_Excerpted text_
══════════
Re: Performance regressions in "boot_time" tests in Linux 5.8 Kernel

From: bhe@xxxxxxxxxx
Date: Sat Oct 10 2020 - 02:12:28 EST


On 10/09/20 at 01:15pm, Rahul Gopakumar wrote:
> As part of VMware's performance regression testing for Linux Kernel
> upstream releases, we identified boot time increase when comparing
> Linux 5.8 kernel against Linux 5.7 kernel. Increase in boot time is
> noticeable on VM with a **large amount of memory**.
>  
> In our test cases, it's noticeable with memory 1TB and more, whereas
> there was no major difference noticed in testcases with <1TB.
>  
> On bisecting between 5.7 and 5.8, we found the following commit from 
> “Baoquan He” to be the cause of boot time increase in big VM test cases.
>  
> -------------------------------------
>  
> commit 73a6e474cb376921a311786652782155eac2fdf0
> Author: Baoquan He <bhe@xxxxxxxxxx>
> Date: Wed Jun 3 15:57:55 2020 -0700
>  
> mm: memmap_init: iterate over memblock regions rather that check each PFN
>  
> When called during boot the memmap_init_zone() function checks if each PFN
> is valid and actually belongs to the node being initialized using
> early_pfn_valid() and early_pfn_in_nid().
>  
> Each such check may cost up to O(log(n)) where n is the number of memory
> banks, so for large amount of memory overall time spent in early_pfn*()
> becomes substantial.
>  
> -------------------------------------
>  
> For boot time test, we used RHEL 8.1 as the guest OS.
> VM config is 84 vcpu and 1TB vRAM.
>  
> Here are the actual performance numbers.
>  
> 5.7 GA - 18.17 secs
> Baoquan's commit - 21.6 secs (-16% increase in time)
>  
> From dmesg logs, we can see significant time delay around memmap.
>  
> Refer below logs.
>  
> Good commit
>  
> [0.033176] Normal zone: 1445888 pages used for memmap
> [0.033176] Normal zone: 89391104 pages, LIFO batch:63
> [0.035851] ACPI: PM-Timer IO Port: 0x448
>  
> Problem commit
>  
> [0.026874] Normal zone: 1445888 pages used for memmap
> [0.026875] Normal zone: 89391104 pages, LIFO batch:63
> [2.028450] ACPI: PM-Timer IO Port: 0x448

Could you add memblock=debug to kernel cmdline and paste the boot logs of
system w and w/o the commit?

>  
> We did some analysis, and it looks like with the problem commit it's
> not deferring the memory initialization to a later stage and it's
> initializing the huge chunk of memory in serial - during the boot-up
> time.  Whereas with the good commit, it was able to defer the
> initialization of the memory when it could be done in parallel.
>
>
> Rahul Gopakumar
> Performance Engineering
> VMware, Inc.
>
══════════
_Given problem A_
Condense the paragraph of the kernel boot-time message that begins "We did some analysis" into a short bulleted list that keeps its main facts.
_Given problem B_
Reproduce the passage of the kernel boot-time message from "On 10/09/20 at" to "testcases with <1TB.", word for word.
The data that follows comes from a separate source.

_Supplied information_
══════════
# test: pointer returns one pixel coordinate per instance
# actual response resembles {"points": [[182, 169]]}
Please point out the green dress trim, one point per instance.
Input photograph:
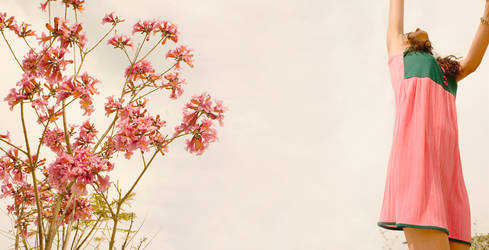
══════════
_Written answer A_
- Analysis suggests the problem commit does not defer memory initialization to a later stage.
- Instead, a huge chunk of memory is initialized serially during boot-up.
- With the good commit, memory initialization was deferred so it could be done in parallel.

_Written answer B_
On 10/09/20 at 01:15pm, Rahul Gopakumar wrote:
> As part of VMware's performance regression testing for Linux Kernel
> upstream releases, we identified boot time increase when comparing
> Linux 5.8 kernel against Linux 5.7 kernel. Increase in boot time is
> noticeable on VM with a **large amount of memory**.
>  
> In our test cases, it's noticeable with memory 1TB and more, whereas
> there was no major difference noticed in testcases with <1TB.